Source extract ::
• • • •
This pull request adds backticks automatically when required. Sometimes they may be redundant, but this does not trigger a compilation error and is a purely stylistic issue, so we rely on swiftformat to remove them when they are unnecessary.
The list of keywords was taken from Swift documentation. I skipped keywords that I think are not valid UDL identifiers.
This sounds like a reasonable idea, thanks! Is there a good reason to not just quote every name instead of just reserved words?
Is there a good reason to not just quote every name instead of just reserved words?
Honestly, there's none. And doing it that way the formatter would remove them anyway if they are not needed. I can make a change to quote everything and rely on the formatter.
P.S. if you think of it a bit, such solution is more future-proof :)
I don't love this patch: I think I'd rather error out instead of allow using reserved words.
However, if you were unfortunate enough to design an API for one language, (e.g. you use val in Swift), then decide to adopt Kotlin, where val is a reserved word, then that would mean some unscheduled API evolution for your Swift clients.
In that case, there'd be multiple paths:
- detect the error, and error out. sorry, :( you have to eat the cost of evolving the API in Swift.
- backtick the valin Kotlin, as in this patch
- backtick everything, and hope the formatter (if available) cleans up the identifiers that we didn't need backticks for.
- for languages that don't support backticks, we error out anyway?
Is there a good reason to not just quote every name instead of just reserved words?
If we are going to backtick, I think I'd rather not rely on the formatter to clean up the code; why not produce nice code to start with?
In that case, in order to make this PR landable it should have corresponding checks and reserved word lists for Kotlin and Python (do we still support Ruby?).
if you were unfortunate enough to design an API for one language, (e.g. you use
valin Swift), then decide to adopt Kotlin
I'm not quite sure I agree with that TBH. In a world where binding generators can be in different crates (eg, #1150), I could imagine a world where "personA" develops a nice rust package with Uniffi support, "personB" develops a separate binding generator for some obscure language, then "person C" comes alone and wants to use PersonA's library with the language binding by PersonB - there's nothing reasonable we can ask PersonC to do if PersonA happened to use an identifier that is a reserved word in PersonB's binding.
If we are going to backtick, I think I'd rather not rely on the formatter to clean up the code; why not produce nice code to start with?
I think that's a reflection on my suggestion that instead of hard-coding all reserved words for a language (which may be fragile across language versions), I suggested backticking everything, then the OP noted that the formatter would clean this up. IOW, have the language formatter be the only thing that needs to know the exact set of reserved words.
In that case, in order to make this PR landable it should have corresponding checks and reserved word lists for Kotlin
It already does though, right? [edit: oops, this PR has swift, not kotlin! I'm not sure why it's a requirement to "fix" all languages or fix none of them though? Can't we make this a non-problem for swift and leave the making it a non-problem for other bindings for others in the future?]
I think different bindings are going to want different solutions.  For Swift, Kotlin, and other languages that support some quoting method, we should try to do that.  For Python, Ruby and other languages that don't support quoting, we could transform the name (for -> arg_for or something like that).  That's not great, but I think it's better than failing.  Given that we need to put some thought into how each binding wants to handle this issue, I'm happy to accept a change that only targets Kotlin, then work on the rest later.
• • • •
Record list ::
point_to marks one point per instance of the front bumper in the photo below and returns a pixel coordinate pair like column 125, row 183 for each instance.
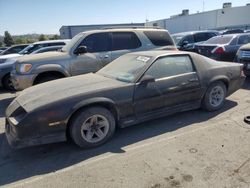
column 11, row 132
column 20, row 81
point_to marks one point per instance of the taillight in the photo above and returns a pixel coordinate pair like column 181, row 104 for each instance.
column 219, row 50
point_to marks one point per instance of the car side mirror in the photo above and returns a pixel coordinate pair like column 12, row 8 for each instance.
column 147, row 79
column 81, row 50
column 185, row 43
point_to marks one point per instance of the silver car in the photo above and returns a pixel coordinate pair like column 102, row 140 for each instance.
column 87, row 52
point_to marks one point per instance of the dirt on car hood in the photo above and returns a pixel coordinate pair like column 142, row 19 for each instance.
column 46, row 56
column 54, row 91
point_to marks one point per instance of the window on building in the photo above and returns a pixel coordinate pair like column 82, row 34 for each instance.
column 125, row 40
column 159, row 38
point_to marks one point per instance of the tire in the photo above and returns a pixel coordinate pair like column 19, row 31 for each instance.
column 46, row 79
column 214, row 97
column 247, row 119
column 85, row 130
column 7, row 84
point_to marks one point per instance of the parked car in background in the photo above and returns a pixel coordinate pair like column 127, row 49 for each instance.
column 243, row 56
column 33, row 47
column 14, row 49
column 47, row 49
column 224, row 47
column 186, row 41
column 2, row 49
column 6, row 68
column 231, row 31
column 87, row 52
column 134, row 88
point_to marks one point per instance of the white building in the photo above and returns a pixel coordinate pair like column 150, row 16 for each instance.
column 68, row 32
column 226, row 18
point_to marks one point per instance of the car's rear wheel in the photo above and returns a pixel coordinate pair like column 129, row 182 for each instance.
column 7, row 84
column 92, row 127
column 215, row 96
column 46, row 79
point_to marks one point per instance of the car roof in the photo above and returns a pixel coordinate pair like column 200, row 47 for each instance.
column 51, row 41
column 236, row 34
column 246, row 46
column 123, row 29
column 194, row 32
column 157, row 53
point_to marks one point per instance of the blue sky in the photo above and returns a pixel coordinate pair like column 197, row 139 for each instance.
column 47, row 16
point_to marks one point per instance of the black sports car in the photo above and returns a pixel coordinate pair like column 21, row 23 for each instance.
column 134, row 88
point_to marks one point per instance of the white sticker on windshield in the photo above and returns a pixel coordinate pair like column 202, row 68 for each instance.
column 143, row 58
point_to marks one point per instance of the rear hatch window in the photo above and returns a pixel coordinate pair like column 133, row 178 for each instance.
column 219, row 40
column 159, row 38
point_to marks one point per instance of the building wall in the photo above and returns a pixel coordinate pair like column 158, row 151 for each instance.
column 235, row 17
column 68, row 32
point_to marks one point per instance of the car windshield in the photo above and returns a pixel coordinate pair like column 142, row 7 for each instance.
column 31, row 48
column 72, row 43
column 219, row 40
column 177, row 38
column 126, row 68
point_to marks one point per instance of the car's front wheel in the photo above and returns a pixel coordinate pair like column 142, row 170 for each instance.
column 215, row 96
column 92, row 127
column 7, row 84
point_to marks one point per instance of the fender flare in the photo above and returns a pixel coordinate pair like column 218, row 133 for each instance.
column 102, row 101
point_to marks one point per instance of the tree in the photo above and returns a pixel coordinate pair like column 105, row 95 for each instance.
column 8, row 40
column 42, row 37
column 55, row 37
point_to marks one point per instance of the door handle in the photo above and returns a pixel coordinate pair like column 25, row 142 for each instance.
column 104, row 56
column 193, row 80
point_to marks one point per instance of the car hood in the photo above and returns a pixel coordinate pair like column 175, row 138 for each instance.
column 54, row 91
column 9, row 56
column 46, row 56
column 245, row 47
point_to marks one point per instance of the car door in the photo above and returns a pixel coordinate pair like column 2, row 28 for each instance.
column 98, row 54
column 124, row 42
column 175, row 85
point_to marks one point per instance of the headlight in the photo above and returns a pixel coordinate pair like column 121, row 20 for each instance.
column 23, row 68
column 2, row 60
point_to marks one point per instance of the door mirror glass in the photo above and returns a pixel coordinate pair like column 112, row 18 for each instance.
column 147, row 79
column 81, row 50
column 185, row 43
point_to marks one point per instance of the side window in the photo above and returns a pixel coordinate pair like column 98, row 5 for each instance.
column 56, row 44
column 98, row 42
column 244, row 39
column 170, row 66
column 189, row 39
column 199, row 37
column 125, row 40
column 210, row 35
column 159, row 38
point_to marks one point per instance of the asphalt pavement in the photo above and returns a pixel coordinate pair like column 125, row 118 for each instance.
column 190, row 149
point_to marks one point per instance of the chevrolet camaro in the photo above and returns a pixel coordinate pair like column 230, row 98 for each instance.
column 134, row 88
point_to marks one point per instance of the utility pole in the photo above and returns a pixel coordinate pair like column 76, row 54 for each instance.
column 203, row 5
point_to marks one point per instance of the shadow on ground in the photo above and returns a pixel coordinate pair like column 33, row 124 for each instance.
column 18, row 165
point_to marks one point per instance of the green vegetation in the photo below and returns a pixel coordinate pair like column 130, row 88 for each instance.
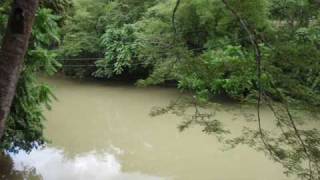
column 209, row 54
column 24, row 127
column 206, row 51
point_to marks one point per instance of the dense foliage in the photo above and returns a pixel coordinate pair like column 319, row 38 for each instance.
column 208, row 50
column 24, row 126
column 209, row 54
column 204, row 49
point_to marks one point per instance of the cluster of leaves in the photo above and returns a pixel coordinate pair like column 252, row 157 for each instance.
column 24, row 126
column 210, row 53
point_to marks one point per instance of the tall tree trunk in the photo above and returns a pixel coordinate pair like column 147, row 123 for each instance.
column 13, row 50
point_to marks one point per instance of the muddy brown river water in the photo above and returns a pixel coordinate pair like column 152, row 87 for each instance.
column 103, row 131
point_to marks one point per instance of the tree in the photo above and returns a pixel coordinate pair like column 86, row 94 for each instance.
column 13, row 50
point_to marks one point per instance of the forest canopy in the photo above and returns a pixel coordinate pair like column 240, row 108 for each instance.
column 201, row 46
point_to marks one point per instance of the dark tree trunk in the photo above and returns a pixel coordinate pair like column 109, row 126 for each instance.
column 13, row 50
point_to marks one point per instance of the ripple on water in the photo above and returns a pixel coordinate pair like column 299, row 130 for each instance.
column 52, row 164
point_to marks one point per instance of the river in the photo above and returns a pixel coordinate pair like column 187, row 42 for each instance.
column 103, row 131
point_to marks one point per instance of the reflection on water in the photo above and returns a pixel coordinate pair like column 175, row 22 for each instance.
column 104, row 132
column 51, row 164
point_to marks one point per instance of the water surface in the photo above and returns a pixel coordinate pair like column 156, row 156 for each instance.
column 103, row 131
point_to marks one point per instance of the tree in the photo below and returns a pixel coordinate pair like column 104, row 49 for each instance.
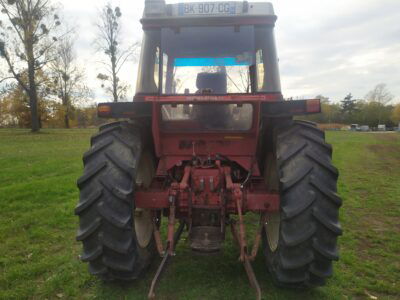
column 26, row 44
column 109, row 44
column 396, row 114
column 68, row 78
column 380, row 95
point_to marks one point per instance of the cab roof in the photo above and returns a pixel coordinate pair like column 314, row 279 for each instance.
column 159, row 14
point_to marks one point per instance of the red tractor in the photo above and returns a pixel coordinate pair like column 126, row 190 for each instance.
column 207, row 140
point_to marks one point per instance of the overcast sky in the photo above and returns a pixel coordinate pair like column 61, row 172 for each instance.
column 328, row 47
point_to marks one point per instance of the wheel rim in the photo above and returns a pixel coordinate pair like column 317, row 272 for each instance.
column 144, row 217
column 272, row 230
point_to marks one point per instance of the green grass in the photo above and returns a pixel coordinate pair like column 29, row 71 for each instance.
column 39, row 255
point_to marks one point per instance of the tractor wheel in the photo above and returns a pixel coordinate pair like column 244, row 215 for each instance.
column 300, row 241
column 117, row 240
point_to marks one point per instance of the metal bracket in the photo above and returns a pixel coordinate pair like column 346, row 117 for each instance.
column 165, row 260
column 240, row 238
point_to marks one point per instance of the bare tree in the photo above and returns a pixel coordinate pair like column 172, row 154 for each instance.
column 381, row 95
column 68, row 77
column 26, row 44
column 109, row 44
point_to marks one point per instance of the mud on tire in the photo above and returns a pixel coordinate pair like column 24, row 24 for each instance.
column 308, row 226
column 106, row 206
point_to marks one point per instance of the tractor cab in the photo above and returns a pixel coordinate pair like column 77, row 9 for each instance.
column 208, row 48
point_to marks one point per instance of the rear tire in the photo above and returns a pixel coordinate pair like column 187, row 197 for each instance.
column 302, row 241
column 106, row 206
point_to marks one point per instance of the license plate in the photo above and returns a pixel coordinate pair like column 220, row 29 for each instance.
column 207, row 8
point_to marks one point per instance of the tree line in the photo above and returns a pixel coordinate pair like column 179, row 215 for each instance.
column 42, row 85
column 374, row 109
column 41, row 82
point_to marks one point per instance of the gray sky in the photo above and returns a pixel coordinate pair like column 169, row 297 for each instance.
column 329, row 47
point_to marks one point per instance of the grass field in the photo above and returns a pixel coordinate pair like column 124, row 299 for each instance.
column 39, row 255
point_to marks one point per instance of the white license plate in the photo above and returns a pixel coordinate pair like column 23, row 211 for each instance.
column 207, row 8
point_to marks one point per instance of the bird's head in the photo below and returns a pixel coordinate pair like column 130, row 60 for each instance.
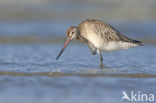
column 72, row 33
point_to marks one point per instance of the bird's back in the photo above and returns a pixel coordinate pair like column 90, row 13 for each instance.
column 104, row 36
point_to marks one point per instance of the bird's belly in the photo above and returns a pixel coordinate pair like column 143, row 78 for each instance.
column 114, row 45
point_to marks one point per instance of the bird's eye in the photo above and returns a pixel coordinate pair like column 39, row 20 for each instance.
column 73, row 32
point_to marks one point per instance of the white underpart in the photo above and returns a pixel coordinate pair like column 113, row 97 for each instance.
column 101, row 44
column 117, row 45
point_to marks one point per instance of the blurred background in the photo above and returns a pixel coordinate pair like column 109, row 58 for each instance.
column 51, row 18
column 32, row 33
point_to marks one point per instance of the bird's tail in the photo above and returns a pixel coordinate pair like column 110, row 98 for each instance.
column 138, row 43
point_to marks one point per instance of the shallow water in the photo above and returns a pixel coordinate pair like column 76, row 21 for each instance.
column 30, row 73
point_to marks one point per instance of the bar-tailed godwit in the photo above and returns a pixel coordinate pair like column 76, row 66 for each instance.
column 99, row 36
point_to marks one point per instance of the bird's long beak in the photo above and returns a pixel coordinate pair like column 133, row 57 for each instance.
column 65, row 45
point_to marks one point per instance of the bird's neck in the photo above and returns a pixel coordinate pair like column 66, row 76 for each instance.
column 81, row 39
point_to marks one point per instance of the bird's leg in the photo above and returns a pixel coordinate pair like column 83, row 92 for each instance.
column 92, row 51
column 92, row 48
column 101, row 59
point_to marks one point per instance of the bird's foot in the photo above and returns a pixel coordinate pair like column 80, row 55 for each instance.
column 93, row 53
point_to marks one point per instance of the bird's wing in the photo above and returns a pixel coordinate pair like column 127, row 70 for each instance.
column 111, row 34
column 108, row 32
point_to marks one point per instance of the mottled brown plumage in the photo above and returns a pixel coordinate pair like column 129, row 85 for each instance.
column 99, row 36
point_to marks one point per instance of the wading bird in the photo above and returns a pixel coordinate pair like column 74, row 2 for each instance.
column 99, row 36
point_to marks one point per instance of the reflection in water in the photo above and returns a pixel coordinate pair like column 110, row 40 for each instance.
column 87, row 73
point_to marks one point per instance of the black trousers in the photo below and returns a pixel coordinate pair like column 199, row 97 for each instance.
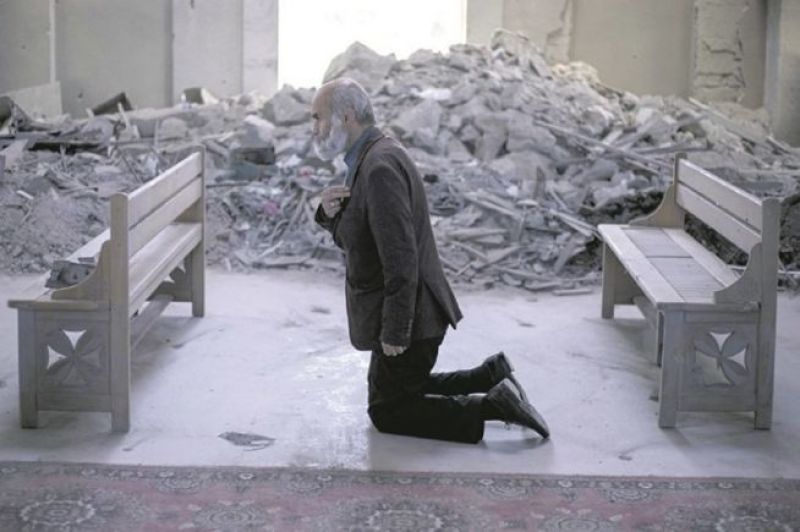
column 406, row 398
• • • •
What the task requires ::
Rewrite the pull request discussion from "P.S. if you" up to and including "using reserved words.", replacing "patch" with "change".

Complete answer ::
P.S. if you think of it a bit, such solution is more future-proof :)
I don't love this change: I think I'd rather error out instead of allow using reserved words.